WHAT IS NEEDED:
Rewrite the rows below with "drop a single marker" changed to "place one point" wherever it occurs, keeping everything else the same.
>> Start
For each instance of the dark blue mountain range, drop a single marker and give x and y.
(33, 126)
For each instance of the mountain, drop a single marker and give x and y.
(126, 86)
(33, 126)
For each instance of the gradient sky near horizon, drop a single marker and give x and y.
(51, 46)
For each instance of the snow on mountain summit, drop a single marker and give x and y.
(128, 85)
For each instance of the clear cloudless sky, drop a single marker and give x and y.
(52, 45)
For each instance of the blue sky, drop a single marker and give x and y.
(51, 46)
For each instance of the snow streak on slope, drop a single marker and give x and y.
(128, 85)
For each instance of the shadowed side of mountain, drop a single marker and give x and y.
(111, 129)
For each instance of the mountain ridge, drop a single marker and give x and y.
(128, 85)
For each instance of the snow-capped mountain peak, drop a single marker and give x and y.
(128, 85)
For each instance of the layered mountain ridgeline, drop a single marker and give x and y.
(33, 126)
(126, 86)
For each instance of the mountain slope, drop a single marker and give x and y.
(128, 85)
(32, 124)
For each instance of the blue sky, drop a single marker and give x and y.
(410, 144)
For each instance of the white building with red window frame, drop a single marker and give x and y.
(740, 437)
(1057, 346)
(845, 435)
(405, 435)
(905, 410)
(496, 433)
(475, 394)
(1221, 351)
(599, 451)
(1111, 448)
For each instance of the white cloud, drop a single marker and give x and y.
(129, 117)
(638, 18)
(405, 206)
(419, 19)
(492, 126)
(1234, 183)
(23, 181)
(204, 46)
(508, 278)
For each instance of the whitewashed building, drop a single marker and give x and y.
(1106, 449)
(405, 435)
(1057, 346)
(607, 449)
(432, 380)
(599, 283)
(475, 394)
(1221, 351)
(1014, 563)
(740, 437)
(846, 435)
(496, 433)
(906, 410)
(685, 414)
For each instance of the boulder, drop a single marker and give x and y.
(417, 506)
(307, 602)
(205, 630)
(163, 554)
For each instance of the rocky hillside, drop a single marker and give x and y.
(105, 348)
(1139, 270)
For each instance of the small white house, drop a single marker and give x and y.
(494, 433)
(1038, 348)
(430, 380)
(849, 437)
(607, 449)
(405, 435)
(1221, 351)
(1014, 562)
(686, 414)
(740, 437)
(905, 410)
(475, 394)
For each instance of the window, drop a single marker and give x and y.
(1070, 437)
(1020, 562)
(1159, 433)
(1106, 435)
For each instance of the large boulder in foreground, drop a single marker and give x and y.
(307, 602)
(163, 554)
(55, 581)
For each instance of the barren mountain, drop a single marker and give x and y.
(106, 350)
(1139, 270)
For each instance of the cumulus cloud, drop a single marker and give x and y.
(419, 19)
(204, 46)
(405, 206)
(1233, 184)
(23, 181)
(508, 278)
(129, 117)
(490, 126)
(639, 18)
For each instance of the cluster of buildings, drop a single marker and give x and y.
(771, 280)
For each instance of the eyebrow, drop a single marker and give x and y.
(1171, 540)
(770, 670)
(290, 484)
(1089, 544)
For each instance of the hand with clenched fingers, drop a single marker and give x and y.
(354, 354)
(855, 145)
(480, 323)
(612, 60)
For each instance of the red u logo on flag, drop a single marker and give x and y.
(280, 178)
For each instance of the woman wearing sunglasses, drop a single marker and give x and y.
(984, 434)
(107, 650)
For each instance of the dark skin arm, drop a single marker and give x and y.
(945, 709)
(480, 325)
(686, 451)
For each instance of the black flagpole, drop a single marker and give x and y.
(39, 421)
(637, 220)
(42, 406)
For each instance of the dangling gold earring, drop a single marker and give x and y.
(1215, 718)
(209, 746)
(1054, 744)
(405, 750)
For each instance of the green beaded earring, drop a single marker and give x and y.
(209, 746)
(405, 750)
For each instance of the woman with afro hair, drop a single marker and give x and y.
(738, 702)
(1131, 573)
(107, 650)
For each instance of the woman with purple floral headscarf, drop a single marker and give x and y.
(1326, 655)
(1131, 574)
>> End
RESULT:
For each instance of the dark blue mountain range, place one point and give x and y.
(33, 126)
For each instance of the mountain, place one point and give x and y.
(126, 86)
(33, 126)
For each instance of the gradient sky near horizon, place one point and give x and y.
(51, 46)
For each instance of the snow on mountain summit, place one point and give x and y.
(128, 85)
For each instance of the clear cloudless sky, place one point and give x and y.
(52, 45)
For each instance of the blue sky, place one point and give x and y.
(51, 46)
For each instance of the snow streak on slope, place one point and give x and y.
(128, 85)
For each instance of the shadowed side of mountain, place one point and give x and y.
(111, 129)
For each instance of the mountain ridge, place one point and give x and y.
(128, 85)
For each instance of the snow-capped mountain peak, place one point and give x and y.
(128, 85)
For each instance of the layered mountain ridgeline, place one point and give x and y.
(33, 126)
(126, 86)
For each instance of the mountain slope, place one point and give x and y.
(128, 85)
(32, 124)
For each instance of the blue sky, place one point and give x and y.
(410, 144)
For each instance of the white building with red window frame, place one point and give x and y.
(740, 437)
(1057, 346)
(845, 435)
(405, 435)
(905, 410)
(496, 433)
(475, 394)
(1221, 351)
(599, 451)
(1111, 448)
For each instance of the white cloud, place one point and give x and y.
(129, 117)
(638, 18)
(405, 206)
(419, 19)
(492, 126)
(1234, 183)
(23, 181)
(204, 46)
(508, 278)
For each instance of the whitewashed building, place one point and give x and y.
(1106, 449)
(405, 435)
(1057, 346)
(607, 449)
(432, 380)
(599, 283)
(475, 394)
(1221, 351)
(1014, 563)
(740, 437)
(846, 435)
(496, 433)
(906, 410)
(685, 414)
For each instance of the boulder, place one point and give x and y.
(417, 506)
(307, 602)
(205, 630)
(163, 554)
For each instance of the rocky hillside, place one point and give x and y.
(105, 348)
(1139, 270)
For each instance of the small white house, place one point and give x and y.
(494, 433)
(1038, 348)
(430, 380)
(849, 437)
(607, 449)
(405, 435)
(1221, 351)
(1014, 562)
(686, 414)
(740, 437)
(905, 410)
(475, 394)
For each instance of the window, place one point and give x and y.
(1070, 437)
(1020, 562)
(1159, 433)
(1106, 435)
For each instance of the large boulder in foreground, place one point and give x and y.
(307, 602)
(163, 554)
(55, 581)
For each instance of the barren mountain, place one point and give x and y.
(106, 350)
(1139, 270)
For each instance of the cumulus cloud, place one point and give x and y.
(419, 19)
(204, 46)
(405, 206)
(1233, 184)
(23, 181)
(508, 278)
(129, 117)
(490, 126)
(639, 18)
For each instance of the cluster of buildings, place one point and give x and y.
(771, 280)
For each instance of the eyebrow, place one point and give x and y.
(1171, 540)
(770, 670)
(290, 484)
(1089, 544)
For each instance of the hand with clenched fingers, place one point and give x and y.
(354, 354)
(855, 145)
(480, 323)
(612, 60)
For each instance of the red u logo on flag, place one point and give x and y.
(280, 178)
For each instance of the woman wearing sunglasses, place one point and give x and y.
(984, 434)
(107, 650)
For each instance of the dark skin arm, place one point and give x and y.
(945, 709)
(480, 325)
(686, 451)
For each instance of the black flagpole, place one point and give x and y.
(39, 421)
(637, 220)
(42, 406)
For each instance of the dangling gold earring, place one point and give x and y.
(1215, 718)
(209, 746)
(1054, 744)
(405, 750)
For each instance of the green beaded earring, place one point and give x and y.
(209, 746)
(405, 750)
For each instance of the woman with afro hair, place one point and give x and y.
(738, 702)
(1131, 573)
(107, 650)
For each instance of the woman with purple floral headscarf, place one point and give x and y.
(1326, 655)
(1131, 574)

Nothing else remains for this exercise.